## What you will do
Copy out all the rows below, requests included, and offset every polygon coordinate in the answers by -113.

Labeled contour entries
━━━━━━━━━━━━━━━━━━━━━━━━━━━━━━

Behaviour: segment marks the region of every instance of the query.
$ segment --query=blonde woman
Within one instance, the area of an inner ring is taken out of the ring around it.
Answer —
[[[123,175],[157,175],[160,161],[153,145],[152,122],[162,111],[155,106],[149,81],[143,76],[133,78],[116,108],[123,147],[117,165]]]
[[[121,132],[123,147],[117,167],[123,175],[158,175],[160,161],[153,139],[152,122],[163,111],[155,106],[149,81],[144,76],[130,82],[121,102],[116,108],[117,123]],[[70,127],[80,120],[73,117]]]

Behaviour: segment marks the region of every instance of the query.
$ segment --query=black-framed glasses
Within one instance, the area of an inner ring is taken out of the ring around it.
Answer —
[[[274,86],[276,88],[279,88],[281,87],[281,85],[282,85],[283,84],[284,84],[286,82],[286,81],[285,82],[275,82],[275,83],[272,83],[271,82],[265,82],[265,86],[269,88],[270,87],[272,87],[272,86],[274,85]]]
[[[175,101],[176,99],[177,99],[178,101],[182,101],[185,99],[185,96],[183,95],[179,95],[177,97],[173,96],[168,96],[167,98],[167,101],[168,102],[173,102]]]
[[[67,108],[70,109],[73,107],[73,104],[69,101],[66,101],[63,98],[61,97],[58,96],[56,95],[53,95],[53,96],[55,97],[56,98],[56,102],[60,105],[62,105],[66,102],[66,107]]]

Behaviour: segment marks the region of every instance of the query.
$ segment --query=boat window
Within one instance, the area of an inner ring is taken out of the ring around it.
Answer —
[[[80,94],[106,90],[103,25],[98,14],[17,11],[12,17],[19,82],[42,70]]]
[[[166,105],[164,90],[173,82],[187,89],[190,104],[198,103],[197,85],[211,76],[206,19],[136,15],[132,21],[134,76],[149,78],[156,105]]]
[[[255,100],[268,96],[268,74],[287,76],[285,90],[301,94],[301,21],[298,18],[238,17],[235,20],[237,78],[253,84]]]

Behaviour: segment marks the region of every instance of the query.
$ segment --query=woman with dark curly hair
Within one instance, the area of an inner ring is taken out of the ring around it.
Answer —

━━━━━━━━━━━━━━━━━━━━━━━━━━━━━━

## Final answer
Behaviour: segment marks the region of every instance of the query.
$ segment --query=blonde woman
Within one instance, the area of an inner ring is taken out of the ring around it.
Answer —
[[[10,62],[44,62],[47,48],[40,32],[39,9],[49,-2],[42,-7],[36,-32],[30,-37],[20,-35],[3,-5],[10,34],[4,52]]]
[[[8,19],[10,34],[4,54],[10,62],[45,62],[47,48],[40,26],[39,9],[50,-2],[42,-7],[36,-32],[31,-37],[17,-31],[8,-11],[3,-5],[4,10]],[[-43,14],[-33,7],[-40,4]]]

Behaviour: segment marks the region of every instance of the query.
$ segment --query=black-framed glasses
Within one instance, the area of an inner ring is taken out of the ring around it.
Answer —
[[[161,-27],[163,-25],[166,-25],[168,-26],[168,-28],[169,-28],[170,-29],[171,-29],[173,-31],[173,-32],[172,-31],[162,-31],[162,-30],[159,-30],[158,-31],[152,-31],[152,-27],[156,-25],[157,-26],[159,-26],[159,-27],[161,-28]]]
[[[62,-12],[63,-14],[64,-14],[65,-12],[69,-12],[72,-14],[72,-17],[70,-18],[66,-18],[64,-16],[60,-17],[55,-17],[54,-15],[54,-12],[55,-11],[60,-11]]]
[[[-46,-5],[-43,-4],[-40,-6],[-40,-9],[-44,-12],[-47,-12],[-50,-15],[-52,-16],[-55,-17],[-57,-18],[-60,-18],[-60,-17],[-58,-16],[-57,-15],[-57,-11],[-53,-8],[-51,-8],[-47,-11],[-47,-6]]]

Behaviour: segment marks the region of every instance of the query.
$ segment --query=boat window
Within one instance, the area of an inner ring is taken out of the ring around it.
Answer —
[[[-33,-19],[-7,-23],[-10,-88],[-15,-99],[-96,-102],[-101,-96],[-94,-31],[-71,-43]]]
[[[53,-8],[51,-23],[60,-31],[74,-24],[77,-9],[85,-10],[84,-28],[98,-37],[93,-94],[23,-98],[19,-92],[21,-37],[36,-35],[43,-8]]]
[[[142,-13],[155,-17],[155,-39],[174,-37],[172,-23],[188,-19],[188,-92],[185,-95],[125,-96],[122,-93],[124,-35],[140,-29]]]

Behaviour: segment marks the region of every instance of the query.
$ segment --query=woman with dark curly hair
Within one instance, the area of an inner ring is taken out of the ring around it.
Answer —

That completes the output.